Brief:
Everything in the listing below should be repeated verbatim, apart from the pictures.

Dataset extract:
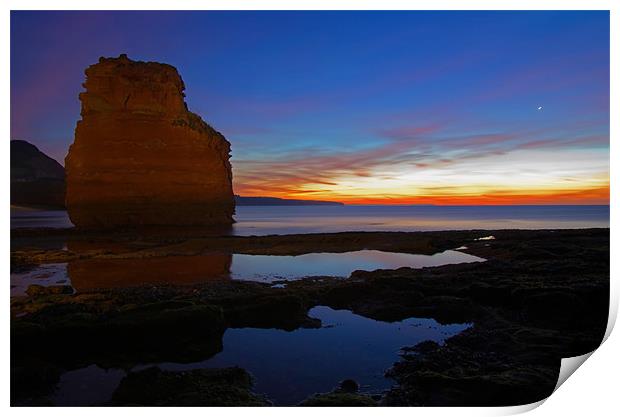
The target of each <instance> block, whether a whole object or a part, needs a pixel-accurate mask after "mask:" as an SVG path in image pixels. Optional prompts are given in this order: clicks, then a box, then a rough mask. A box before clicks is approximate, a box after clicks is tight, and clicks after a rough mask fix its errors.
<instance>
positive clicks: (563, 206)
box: [11, 206, 609, 235]
mask: <svg viewBox="0 0 620 417" xmlns="http://www.w3.org/2000/svg"><path fill="white" fill-rule="evenodd" d="M235 219H236V221H237V222H236V223H235V224H234V226H233V230H232V233H233V234H235V235H268V234H290V233H322V232H345V231H424V230H467V229H577V228H589V227H609V206H288V207H285V206H280V207H278V206H239V207H237V214H236V215H235ZM15 227H71V222H70V221H69V218H68V217H67V213H66V212H65V211H38V210H21V209H13V208H12V209H11V228H15Z"/></svg>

Task output:
The target of each <instance> block, whether a whole object or a part, needs a pixel-accurate mask after "mask:" as an SVG path in image pixels. Optional prompts are given in this order: clicks, then a box, then a rough mask. A box before clicks is approximate, a box after clicks is tight, and clicks after a rough mask fix its errors.
<instance>
positive clicks: (563, 206)
box: [11, 206, 609, 235]
mask: <svg viewBox="0 0 620 417" xmlns="http://www.w3.org/2000/svg"><path fill="white" fill-rule="evenodd" d="M235 219H236V221H237V222H236V223H235V224H234V226H233V230H232V233H233V234H235V235H268V234H290V233H322V232H345V231H424V230H467V229H577V228H589V227H609V206H288V207H285V206H280V207H278V206H239V207H237V214H236V215H235ZM15 227H71V222H70V221H69V218H68V217H67V213H66V212H65V211H38V210H21V209H13V208H12V209H11V228H15Z"/></svg>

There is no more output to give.